> **GIVEN DATA**
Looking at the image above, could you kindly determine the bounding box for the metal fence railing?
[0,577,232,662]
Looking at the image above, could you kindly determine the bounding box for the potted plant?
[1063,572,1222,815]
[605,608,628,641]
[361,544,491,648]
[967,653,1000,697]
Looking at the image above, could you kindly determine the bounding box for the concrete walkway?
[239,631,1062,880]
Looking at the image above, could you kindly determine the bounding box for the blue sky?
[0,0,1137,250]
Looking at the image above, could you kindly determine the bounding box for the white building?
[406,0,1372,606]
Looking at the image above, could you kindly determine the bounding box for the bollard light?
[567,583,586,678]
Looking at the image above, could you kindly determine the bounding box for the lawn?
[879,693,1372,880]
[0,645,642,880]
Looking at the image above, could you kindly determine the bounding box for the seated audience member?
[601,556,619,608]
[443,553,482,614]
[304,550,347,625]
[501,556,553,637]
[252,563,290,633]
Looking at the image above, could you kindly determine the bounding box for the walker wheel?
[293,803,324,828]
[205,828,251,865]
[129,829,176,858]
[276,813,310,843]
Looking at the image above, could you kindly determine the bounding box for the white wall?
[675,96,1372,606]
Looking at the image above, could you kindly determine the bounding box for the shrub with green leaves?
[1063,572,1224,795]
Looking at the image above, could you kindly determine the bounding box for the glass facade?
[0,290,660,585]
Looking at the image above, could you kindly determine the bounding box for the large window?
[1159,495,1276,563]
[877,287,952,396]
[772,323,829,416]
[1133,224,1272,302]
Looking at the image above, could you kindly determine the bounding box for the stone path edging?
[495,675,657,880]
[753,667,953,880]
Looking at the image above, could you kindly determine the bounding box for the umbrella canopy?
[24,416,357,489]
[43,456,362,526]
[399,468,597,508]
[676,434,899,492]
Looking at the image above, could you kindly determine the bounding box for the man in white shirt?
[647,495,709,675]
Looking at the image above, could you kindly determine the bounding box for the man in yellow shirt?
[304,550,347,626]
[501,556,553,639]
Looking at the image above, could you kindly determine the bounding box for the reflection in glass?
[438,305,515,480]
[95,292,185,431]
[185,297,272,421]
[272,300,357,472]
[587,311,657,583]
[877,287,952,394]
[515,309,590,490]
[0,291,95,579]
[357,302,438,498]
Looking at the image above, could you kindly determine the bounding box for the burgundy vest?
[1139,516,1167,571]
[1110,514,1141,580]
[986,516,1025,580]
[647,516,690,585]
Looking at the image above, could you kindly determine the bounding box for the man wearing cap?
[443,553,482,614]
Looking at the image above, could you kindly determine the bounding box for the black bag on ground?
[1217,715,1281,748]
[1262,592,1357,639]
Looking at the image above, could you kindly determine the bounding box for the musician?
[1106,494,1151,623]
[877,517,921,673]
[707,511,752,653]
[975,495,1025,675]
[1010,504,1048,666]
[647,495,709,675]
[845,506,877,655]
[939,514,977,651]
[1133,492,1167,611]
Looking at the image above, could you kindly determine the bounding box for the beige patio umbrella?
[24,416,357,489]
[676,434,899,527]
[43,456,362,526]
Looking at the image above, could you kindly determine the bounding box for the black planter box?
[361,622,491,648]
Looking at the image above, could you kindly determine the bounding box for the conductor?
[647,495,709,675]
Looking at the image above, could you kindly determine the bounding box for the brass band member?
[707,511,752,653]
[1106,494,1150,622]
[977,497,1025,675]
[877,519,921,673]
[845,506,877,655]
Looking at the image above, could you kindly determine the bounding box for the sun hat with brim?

> **DIRECTIONS**
Please quote the data above in full, with no line missing.

> **IN RESPONSE**
Looking at the image above, could you kindly determine the bounding box for the metal fence railing?
[0,577,232,662]
Looking at the image above, could you kindly determine the bounding box for the potted plant?
[1063,572,1222,815]
[605,608,628,641]
[361,544,491,648]
[967,653,1000,697]
Looking at the image above, could you kindly determine the bounding box for the concrete walkway?
[239,631,1062,880]
Looking at the image above, could you kindly determine the bounding box for the blue sky?
[0,0,1137,250]
Looking at the image above, could you kindly determine the bounding box for the white building?
[406,0,1372,606]
Looking at the image above, could you kindly determine the bounding box for the bollard light?
[567,583,586,678]
Looking at the image above, could you kindly determine the bounding box for the lawn?
[879,693,1372,880]
[0,645,642,880]
Looking at the image above, could you kindly determine the bounding box for the seated audience member?
[601,556,619,608]
[443,553,482,614]
[304,550,347,625]
[501,556,553,637]
[252,563,290,633]
Looking at the image above, could you kindly determine the bounding box for the walker wheel?
[293,803,324,828]
[205,828,251,865]
[129,829,176,858]
[276,813,310,843]
Looking at the image above, could you kindly determine the bounding box for the white wall?
[675,96,1372,606]
Looking at the image above, could you kindly determine the bounding box for the shrub with green leaves?
[1063,572,1224,795]
Looking at the image above, could you kindly determine the bounding box for the glass facade?
[0,290,660,585]
Looking at the image above, could you kindly determine the bounding box for the large window?
[1159,495,1276,563]
[877,287,952,396]
[772,323,829,416]
[1133,224,1272,302]
Looking at the image above, could you kindly determine the bounding box for the stone path edging?
[495,675,657,880]
[753,667,953,880]
Looking at the image above, could you kindly determine the bounding box for the umbrella canopy?
[24,416,357,489]
[43,456,362,526]
[399,468,597,508]
[676,434,899,492]
Looking at the image above, could you kindly determine the bounding box for the man in white shirt?
[647,495,709,675]
Looking at the image above, could you kindly determine the bounding box for the man in yellow shirt?
[304,550,347,626]
[501,556,553,639]
Looking at the image above, could you kindly determine the bounding box for the reflection in glass?
[438,305,515,480]
[95,292,185,431]
[185,297,272,421]
[272,300,357,472]
[587,311,657,583]
[877,287,952,394]
[515,309,590,490]
[0,291,95,579]
[357,302,438,498]
Looking at the image above, could you kindly determine the bounding box for the burgundy vest?
[1139,516,1167,571]
[1110,514,1141,580]
[986,516,1025,580]
[647,516,690,585]
Looking at the image above, could you kindly determine the bounding box for the man wearing cap?
[443,553,482,614]
Looking at the image above, could you kindly determine the bounding box for the black bag on ground?
[1217,715,1281,748]
[1262,592,1357,639]
Looking at the image above, could you kindly determine the bounding box for the musician?
[1106,494,1151,623]
[877,517,921,673]
[707,511,752,653]
[975,495,1025,675]
[1010,504,1048,666]
[647,495,709,675]
[845,506,877,655]
[939,514,977,651]
[1133,492,1167,611]
Looking at the image above, could you kindly determine the bounding box for the beige patio umbrella?
[24,416,357,489]
[676,434,899,527]
[43,456,362,526]
Looking at the image above, could you kindly determine the bounding box for the black planter box?
[361,622,491,648]
Looking at the image above, could you kindly determine the bounding box for the conductor?
[647,495,709,675]
Looking at the image above, could you kindly determine the bounding box for the brass band member?
[707,511,752,653]
[1106,494,1150,622]
[977,497,1025,675]
[877,519,921,673]
[845,506,877,655]
Looking at the image above, could you kindly determine the bounding box for the sun hat with brim?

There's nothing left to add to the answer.